Aim of the task: Find every line in the records below that contains the word "vase", and copy each of those lines.

Data shown:
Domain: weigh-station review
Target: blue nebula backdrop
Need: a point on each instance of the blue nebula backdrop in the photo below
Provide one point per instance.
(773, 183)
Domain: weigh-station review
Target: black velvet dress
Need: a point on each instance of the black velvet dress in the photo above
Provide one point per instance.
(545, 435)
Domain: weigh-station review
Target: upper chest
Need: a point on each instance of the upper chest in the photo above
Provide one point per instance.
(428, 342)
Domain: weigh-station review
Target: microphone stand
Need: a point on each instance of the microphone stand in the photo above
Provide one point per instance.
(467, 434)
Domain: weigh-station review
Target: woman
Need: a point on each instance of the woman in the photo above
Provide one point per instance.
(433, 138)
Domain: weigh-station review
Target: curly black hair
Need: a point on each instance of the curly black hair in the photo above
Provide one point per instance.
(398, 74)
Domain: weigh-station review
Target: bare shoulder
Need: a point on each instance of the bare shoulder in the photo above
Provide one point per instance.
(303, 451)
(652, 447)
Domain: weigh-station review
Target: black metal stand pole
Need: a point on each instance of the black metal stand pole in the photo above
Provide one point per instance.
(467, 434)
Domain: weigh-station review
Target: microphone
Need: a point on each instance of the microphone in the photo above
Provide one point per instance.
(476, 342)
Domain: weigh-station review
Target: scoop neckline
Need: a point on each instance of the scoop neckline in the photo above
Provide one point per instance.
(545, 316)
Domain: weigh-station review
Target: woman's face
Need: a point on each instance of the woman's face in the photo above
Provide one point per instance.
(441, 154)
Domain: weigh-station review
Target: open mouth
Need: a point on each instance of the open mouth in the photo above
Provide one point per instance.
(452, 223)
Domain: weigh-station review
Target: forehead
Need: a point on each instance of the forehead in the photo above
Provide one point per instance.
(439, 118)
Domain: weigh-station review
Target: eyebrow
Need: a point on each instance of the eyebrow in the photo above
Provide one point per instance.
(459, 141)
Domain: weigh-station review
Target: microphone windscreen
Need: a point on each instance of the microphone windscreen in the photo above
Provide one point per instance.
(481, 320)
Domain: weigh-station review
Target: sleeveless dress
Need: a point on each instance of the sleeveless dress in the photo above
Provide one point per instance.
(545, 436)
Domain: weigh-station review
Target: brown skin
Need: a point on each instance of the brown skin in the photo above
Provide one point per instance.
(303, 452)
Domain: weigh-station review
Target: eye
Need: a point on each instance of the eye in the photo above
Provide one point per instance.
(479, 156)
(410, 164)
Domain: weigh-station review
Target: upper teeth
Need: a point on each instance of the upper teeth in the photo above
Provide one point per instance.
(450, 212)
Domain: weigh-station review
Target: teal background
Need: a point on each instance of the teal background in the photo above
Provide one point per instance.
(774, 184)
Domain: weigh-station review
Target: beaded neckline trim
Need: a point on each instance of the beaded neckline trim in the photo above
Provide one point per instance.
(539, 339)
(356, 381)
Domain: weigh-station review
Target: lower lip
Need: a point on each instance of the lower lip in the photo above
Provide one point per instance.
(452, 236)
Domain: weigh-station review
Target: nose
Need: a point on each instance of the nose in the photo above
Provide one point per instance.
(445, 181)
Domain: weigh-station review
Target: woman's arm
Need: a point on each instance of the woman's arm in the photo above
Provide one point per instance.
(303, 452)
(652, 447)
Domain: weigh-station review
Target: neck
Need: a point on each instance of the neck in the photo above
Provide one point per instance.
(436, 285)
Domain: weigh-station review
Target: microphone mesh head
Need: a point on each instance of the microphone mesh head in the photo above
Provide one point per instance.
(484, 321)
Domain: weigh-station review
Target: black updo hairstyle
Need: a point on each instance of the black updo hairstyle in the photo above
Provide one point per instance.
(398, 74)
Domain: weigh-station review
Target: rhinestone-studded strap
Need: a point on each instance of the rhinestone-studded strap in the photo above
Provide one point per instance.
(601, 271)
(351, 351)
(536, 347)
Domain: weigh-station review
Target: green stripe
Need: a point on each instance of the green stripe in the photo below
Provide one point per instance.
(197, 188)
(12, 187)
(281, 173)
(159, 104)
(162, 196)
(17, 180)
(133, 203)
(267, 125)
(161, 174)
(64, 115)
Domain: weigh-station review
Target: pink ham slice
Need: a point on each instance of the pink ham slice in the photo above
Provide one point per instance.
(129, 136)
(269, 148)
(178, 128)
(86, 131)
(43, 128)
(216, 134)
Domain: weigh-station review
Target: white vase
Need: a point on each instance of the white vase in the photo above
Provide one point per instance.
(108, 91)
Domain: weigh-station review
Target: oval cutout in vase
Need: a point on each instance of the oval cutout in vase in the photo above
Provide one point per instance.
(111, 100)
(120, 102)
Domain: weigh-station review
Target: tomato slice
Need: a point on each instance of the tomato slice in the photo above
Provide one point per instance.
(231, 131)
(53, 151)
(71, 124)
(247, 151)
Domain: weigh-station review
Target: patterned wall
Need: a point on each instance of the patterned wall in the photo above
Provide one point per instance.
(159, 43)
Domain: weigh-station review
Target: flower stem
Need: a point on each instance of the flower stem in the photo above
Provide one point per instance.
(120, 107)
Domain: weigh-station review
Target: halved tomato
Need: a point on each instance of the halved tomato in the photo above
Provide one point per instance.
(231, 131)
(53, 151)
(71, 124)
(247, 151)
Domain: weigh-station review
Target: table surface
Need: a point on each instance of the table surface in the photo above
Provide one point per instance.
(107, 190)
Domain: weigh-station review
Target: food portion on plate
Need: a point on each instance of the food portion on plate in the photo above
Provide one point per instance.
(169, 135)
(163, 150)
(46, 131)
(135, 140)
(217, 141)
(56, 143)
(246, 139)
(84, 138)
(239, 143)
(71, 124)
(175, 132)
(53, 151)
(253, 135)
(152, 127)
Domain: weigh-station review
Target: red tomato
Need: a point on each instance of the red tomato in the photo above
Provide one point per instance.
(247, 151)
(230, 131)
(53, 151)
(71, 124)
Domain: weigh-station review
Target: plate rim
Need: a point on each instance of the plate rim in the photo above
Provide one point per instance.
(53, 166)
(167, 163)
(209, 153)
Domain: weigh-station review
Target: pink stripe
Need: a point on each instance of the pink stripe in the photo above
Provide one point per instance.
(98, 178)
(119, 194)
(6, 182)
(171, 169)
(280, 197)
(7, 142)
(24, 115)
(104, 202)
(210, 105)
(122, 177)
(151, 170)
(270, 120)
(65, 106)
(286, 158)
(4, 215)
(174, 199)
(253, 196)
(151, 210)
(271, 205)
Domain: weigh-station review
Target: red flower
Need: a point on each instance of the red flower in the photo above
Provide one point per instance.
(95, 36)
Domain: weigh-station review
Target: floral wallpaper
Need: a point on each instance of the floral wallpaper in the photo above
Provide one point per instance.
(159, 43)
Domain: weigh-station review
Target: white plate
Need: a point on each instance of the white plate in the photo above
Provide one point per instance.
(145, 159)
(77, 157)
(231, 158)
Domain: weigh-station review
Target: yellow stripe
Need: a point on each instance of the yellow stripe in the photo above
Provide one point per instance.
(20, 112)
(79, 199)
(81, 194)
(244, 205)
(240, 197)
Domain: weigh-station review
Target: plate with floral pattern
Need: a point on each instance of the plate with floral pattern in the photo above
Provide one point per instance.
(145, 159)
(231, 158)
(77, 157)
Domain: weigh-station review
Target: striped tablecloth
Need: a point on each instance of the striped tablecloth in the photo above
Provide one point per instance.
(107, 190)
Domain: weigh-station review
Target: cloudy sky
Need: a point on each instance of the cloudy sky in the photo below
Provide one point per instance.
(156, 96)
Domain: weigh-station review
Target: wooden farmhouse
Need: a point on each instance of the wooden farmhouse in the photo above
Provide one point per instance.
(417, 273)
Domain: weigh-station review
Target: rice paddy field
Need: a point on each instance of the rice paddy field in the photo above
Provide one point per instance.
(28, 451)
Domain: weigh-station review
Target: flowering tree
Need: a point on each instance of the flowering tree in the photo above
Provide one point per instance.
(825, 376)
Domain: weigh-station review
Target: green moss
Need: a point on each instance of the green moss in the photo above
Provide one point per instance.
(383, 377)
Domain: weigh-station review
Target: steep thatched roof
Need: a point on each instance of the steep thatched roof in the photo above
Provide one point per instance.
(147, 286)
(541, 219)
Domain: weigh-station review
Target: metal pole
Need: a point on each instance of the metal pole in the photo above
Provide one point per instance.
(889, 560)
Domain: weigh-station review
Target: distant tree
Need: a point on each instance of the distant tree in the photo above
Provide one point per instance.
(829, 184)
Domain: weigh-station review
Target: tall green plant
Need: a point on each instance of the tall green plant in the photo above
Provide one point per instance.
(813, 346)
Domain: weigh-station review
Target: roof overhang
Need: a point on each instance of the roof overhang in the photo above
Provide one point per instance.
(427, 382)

Output:
Target: white vase
Need: a point on each instance of the white vase in the photo above
Target: oval cutout in vase
Need: a point on each instance of the oval cutout in vase in the photo above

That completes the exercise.